### Exercise requirements
Please lay out every line of the records below as a Markdown table with two columns, Row and Line, numbering the rows and leaving out blank lines.

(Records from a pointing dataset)
————————
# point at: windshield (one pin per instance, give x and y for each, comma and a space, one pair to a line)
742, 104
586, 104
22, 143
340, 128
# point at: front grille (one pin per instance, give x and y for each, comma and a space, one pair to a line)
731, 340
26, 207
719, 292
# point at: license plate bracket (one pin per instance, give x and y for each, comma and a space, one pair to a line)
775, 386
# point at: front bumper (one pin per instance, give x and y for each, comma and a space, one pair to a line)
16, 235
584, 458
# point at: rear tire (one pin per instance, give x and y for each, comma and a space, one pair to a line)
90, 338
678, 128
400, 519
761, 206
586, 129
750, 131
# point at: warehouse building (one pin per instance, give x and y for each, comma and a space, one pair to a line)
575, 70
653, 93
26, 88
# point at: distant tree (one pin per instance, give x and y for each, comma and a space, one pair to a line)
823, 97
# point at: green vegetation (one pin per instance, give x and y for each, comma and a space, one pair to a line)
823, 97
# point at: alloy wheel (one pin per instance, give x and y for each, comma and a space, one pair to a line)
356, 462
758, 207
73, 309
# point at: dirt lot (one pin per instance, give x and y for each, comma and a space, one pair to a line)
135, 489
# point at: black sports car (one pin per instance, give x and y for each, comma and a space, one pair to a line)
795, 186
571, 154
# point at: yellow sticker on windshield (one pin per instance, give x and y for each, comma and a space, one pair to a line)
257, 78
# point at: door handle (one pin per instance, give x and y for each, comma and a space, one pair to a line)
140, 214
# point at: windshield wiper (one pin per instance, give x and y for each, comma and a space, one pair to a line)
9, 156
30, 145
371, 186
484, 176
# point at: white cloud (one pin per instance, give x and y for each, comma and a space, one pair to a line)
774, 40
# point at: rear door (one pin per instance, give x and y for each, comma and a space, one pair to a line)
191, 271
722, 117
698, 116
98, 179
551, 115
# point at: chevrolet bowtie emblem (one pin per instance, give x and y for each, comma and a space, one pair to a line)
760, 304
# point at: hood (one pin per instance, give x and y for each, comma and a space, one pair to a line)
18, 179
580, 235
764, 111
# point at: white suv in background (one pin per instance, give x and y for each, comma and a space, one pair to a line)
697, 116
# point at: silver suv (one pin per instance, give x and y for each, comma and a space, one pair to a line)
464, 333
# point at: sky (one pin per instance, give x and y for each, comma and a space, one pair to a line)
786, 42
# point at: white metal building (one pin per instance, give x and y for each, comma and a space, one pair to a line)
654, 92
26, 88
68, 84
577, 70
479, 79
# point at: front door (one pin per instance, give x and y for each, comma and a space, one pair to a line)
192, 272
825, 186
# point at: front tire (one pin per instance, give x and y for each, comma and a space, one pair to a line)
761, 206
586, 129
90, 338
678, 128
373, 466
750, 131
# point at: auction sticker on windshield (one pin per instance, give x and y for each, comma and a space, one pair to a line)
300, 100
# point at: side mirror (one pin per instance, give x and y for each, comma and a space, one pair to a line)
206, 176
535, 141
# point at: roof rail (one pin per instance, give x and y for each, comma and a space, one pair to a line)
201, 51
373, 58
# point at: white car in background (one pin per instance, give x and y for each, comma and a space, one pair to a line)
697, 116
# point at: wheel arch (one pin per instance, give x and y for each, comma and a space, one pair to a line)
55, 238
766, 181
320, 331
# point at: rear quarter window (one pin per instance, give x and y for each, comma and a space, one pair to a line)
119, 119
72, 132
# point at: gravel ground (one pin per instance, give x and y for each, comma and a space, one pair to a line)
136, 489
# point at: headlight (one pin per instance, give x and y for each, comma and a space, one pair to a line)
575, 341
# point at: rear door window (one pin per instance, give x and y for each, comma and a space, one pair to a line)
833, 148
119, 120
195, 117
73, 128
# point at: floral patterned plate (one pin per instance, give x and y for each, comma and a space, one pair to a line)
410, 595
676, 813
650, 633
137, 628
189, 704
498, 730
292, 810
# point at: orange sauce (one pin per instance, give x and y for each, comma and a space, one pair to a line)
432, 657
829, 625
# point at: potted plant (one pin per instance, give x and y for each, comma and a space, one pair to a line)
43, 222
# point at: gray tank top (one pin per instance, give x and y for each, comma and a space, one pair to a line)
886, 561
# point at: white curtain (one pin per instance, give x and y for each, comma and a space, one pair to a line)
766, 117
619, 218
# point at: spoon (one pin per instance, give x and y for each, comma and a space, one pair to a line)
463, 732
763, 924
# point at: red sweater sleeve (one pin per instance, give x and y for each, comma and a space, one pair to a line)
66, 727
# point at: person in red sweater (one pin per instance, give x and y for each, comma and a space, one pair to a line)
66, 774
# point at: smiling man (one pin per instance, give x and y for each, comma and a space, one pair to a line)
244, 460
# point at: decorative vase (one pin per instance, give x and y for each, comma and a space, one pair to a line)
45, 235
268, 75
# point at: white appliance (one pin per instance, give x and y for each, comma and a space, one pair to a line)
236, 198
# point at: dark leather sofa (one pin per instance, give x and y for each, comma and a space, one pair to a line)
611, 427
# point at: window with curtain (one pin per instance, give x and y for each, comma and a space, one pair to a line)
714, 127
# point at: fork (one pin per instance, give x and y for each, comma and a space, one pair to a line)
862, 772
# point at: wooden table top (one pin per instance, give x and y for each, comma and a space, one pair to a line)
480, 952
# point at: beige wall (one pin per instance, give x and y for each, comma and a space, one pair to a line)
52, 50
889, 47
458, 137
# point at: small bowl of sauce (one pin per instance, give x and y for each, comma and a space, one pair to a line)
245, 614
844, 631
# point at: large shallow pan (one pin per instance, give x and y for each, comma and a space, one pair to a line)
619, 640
————————
### Expected answer
| Row | Line |
|---|---|
| 1 | # point at: windshield (one pin per instance, give x and y for each, comma and a space, one pair to a line) |
| 2 | 742, 104 |
| 3 | 586, 104 |
| 4 | 22, 143 |
| 5 | 340, 128 |
| 6 | # point at: front grille (one pin per instance, give x and y for each, comma and a space, one pair to a line) |
| 7 | 731, 340 |
| 8 | 26, 207 |
| 9 | 719, 292 |
| 10 | # point at: license plate bracket (one pin per instance, give x and y for each, comma and a space, one pair to a line) |
| 11 | 775, 386 |
| 12 | # point at: front bumper (one pin per instance, give x and y for each, comma and a space, one pair to a line) |
| 13 | 16, 235 |
| 14 | 584, 458 |
| 15 | # point at: rear tire (one pin per instance, give x and y for each, comma and a space, one pair to a line) |
| 16 | 90, 338 |
| 17 | 678, 128 |
| 18 | 400, 519 |
| 19 | 761, 206 |
| 20 | 586, 129 |
| 21 | 750, 131 |
| 22 | # point at: warehouse building (one pin per instance, give x and y for each, comma and a space, one pair to a line) |
| 23 | 575, 70 |
| 24 | 653, 93 |
| 25 | 26, 88 |
| 26 | # point at: distant tree (one pin per instance, give x and y for each, comma and a space, one pair to a line) |
| 27 | 823, 97 |
| 28 | # point at: green vegetation (one pin per instance, give x and y for each, comma and a space, one pair to a line) |
| 29 | 823, 97 |
| 30 | # point at: alloy wheel (one pin per instance, give x and y for each, comma and a space, one pair to a line) |
| 31 | 356, 462 |
| 32 | 758, 207 |
| 33 | 73, 309 |
| 34 | # point at: dirt lot (one pin per instance, give x and y for each, comma and a space, one pair to a line) |
| 35 | 135, 489 |
| 36 | # point at: black sports car (one pin per instance, give x and y for each, comma and a space, one pair to a line) |
| 37 | 795, 186 |
| 38 | 571, 154 |
| 39 | # point at: yellow sticker on windshield (one pin per instance, give x and y for each, comma and a space, one pair to a line) |
| 40 | 257, 78 |
| 41 | # point at: door handle (one pin per instance, give x and y for each, comma and a space, one pair to a line) |
| 42 | 140, 214 |
| 43 | # point at: windshield wiper (one pin per instance, give x and y for each, comma and a space, one pair to a line) |
| 44 | 9, 156 |
| 45 | 30, 145 |
| 46 | 371, 186 |
| 47 | 484, 176 |
| 48 | # point at: white cloud (one pin per instance, give x and y for each, comma and a space, one pair to a line) |
| 49 | 774, 40 |
| 50 | # point at: rear door (one pin per instance, give x and y for each, comma and a space, one pair to a line) |
| 51 | 191, 271 |
| 52 | 722, 117 |
| 53 | 698, 116 |
| 54 | 98, 179 |
| 55 | 551, 115 |
| 56 | # point at: chevrolet bowtie emblem (one pin per instance, give x and y for each, comma and a space, one pair to a line) |
| 57 | 760, 304 |
| 58 | # point at: hood (one pin per instance, give x and y for each, comma and a space, one pair to a line) |
| 59 | 18, 179 |
| 60 | 580, 235 |
| 61 | 764, 111 |
| 62 | # point at: white suv in background (one pin per instance, give x and y for each, comma and a space, one pair to a line) |
| 63 | 697, 116 |
| 64 | # point at: silver suv (one pin per instance, give x and y for each, comma and a space, one pair to a line) |
| 65 | 464, 333 |
| 66 | # point at: sky (one pin per instance, give x and y for each, comma and a space, one pair to a line) |
| 67 | 786, 42 |
| 68 | # point at: white metal building (one pin per instance, give x and y for each, comma and a space, one pair to a line) |
| 69 | 654, 92 |
| 70 | 26, 88 |
| 71 | 68, 84 |
| 72 | 577, 70 |
| 73 | 479, 79 |
| 74 | # point at: front door (one pin per instance, give x and y for each, comma and a space, one pair to a line) |
| 75 | 192, 272 |
| 76 | 825, 186 |
| 77 | # point at: front tire (one pin per instance, give x and y for each, comma and a space, one pair to a line) |
| 78 | 761, 206 |
| 79 | 586, 129 |
| 80 | 90, 338 |
| 81 | 678, 128 |
| 82 | 373, 466 |
| 83 | 750, 131 |
| 84 | # point at: auction sticker on windshield (one pin per instance, give x and y for each, comma and a space, one pair to a line) |
| 85 | 300, 100 |
| 86 | # point at: side mirror (one pin per instance, give x and y for each, comma and a space, one pair to a line) |
| 87 | 206, 176 |
| 88 | 535, 141 |
| 89 | # point at: roof rail (one pin per instance, give x and y for each, comma and a space, one pair to a line) |
| 90 | 201, 51 |
| 91 | 373, 58 |
| 92 | # point at: white car in background (one pin per instance, give x and y for each, comma and a space, one pair to a line) |
| 93 | 697, 116 |
| 94 | # point at: wheel arch (one pin per instance, give x and y for each, comma and a space, one pair to a line) |
| 95 | 55, 238 |
| 96 | 766, 181 |
| 97 | 320, 331 |
| 98 | # point at: rear quarter window (one pin per instance, give x and y for each, comma and a space, one pair to a line) |
| 99 | 119, 119 |
| 100 | 72, 132 |
| 101 | # point at: gravel ground (one pin per instance, give x and y for each, comma and a space, one pair to a line) |
| 102 | 136, 489 |
| 103 | # point at: headlight (one pin per instance, give x and y for each, comma and a space, one pair to a line) |
| 104 | 575, 341 |
| 105 | # point at: rear door window (one pin per instance, give x and y for each, comma and a space, one pair to a line) |
| 106 | 833, 148 |
| 107 | 119, 120 |
| 108 | 195, 117 |
| 109 | 73, 128 |
| 110 | # point at: floral patterned plate (one pin per instance, give x and y for each, comma and a space, one pair to a line) |
| 111 | 410, 595 |
| 112 | 676, 813 |
| 113 | 650, 633 |
| 114 | 137, 628 |
| 115 | 189, 704 |
| 116 | 498, 730 |
| 117 | 292, 810 |
| 118 | # point at: orange sauce (one pin per instance, give x and y for each, comma and a space, one pair to a line) |
| 119 | 432, 657 |
| 120 | 829, 625 |
| 121 | # point at: potted plant (one pin per instance, give x and y for each, comma and a space, one pair to a line) |
| 122 | 43, 222 |
| 123 | # point at: gray tank top (one pin per instance, give x and y for each, comma and a space, one pair to a line) |
| 124 | 886, 561 |
| 125 | # point at: white curtain (one pin per instance, give x and y for each, comma and a space, one pair to a line) |
| 126 | 766, 117 |
| 127 | 619, 218 |
| 128 | # point at: spoon (one pin per instance, give x and y for each, comma and a space, one pair to a line) |
| 129 | 463, 732 |
| 130 | 763, 924 |
| 131 | # point at: red sweater sleeve (one pin per instance, give x and y for each, comma and a space, one pair to a line) |
| 132 | 66, 727 |
| 133 | # point at: person in red sweater (one pin per instance, give x and y for each, comma and a space, one pair to a line) |
| 134 | 66, 774 |
| 135 | # point at: smiling man (one pin per instance, give x and y for each, comma and a space, one pair to a line) |
| 136 | 244, 460 |
| 137 | # point at: decorative vase (one pin per instance, give x and y for each, comma and a space, one pair to a line) |
| 138 | 45, 235 |
| 139 | 268, 75 |
| 140 | # point at: white appliance (one pin per instance, give x and y for each, comma and a space, one pair to a line) |
| 141 | 236, 198 |
| 142 | # point at: dark leather sofa (one pin per instance, give x and y for each, comma and a space, one pair to a line) |
| 143 | 611, 427 |
| 144 | # point at: window with curtain (one pin per instance, give x and y for each, comma and a space, one pair to a line) |
| 145 | 714, 127 |
| 146 | # point at: fork (one pin per instance, give x and y for each, comma and a space, one pair to a line) |
| 147 | 862, 772 |
| 148 | # point at: wooden table top (one pin per instance, give x and y for each, comma and a space, one pair to a line) |
| 149 | 480, 952 |
| 150 | # point at: beige wall (one pin per instance, give x and y for each, comma and a space, one pair to a line) |
| 151 | 52, 50 |
| 152 | 889, 47 |
| 153 | 458, 137 |
| 154 | # point at: small bowl of sauce (one pin per instance, give x and y for each, comma and a space, one pair to a line) |
| 155 | 245, 614 |
| 156 | 844, 631 |
| 157 | # point at: large shallow pan (one pin per instance, give x and y for each, comma and a space, one pair to a line) |
| 158 | 619, 640 |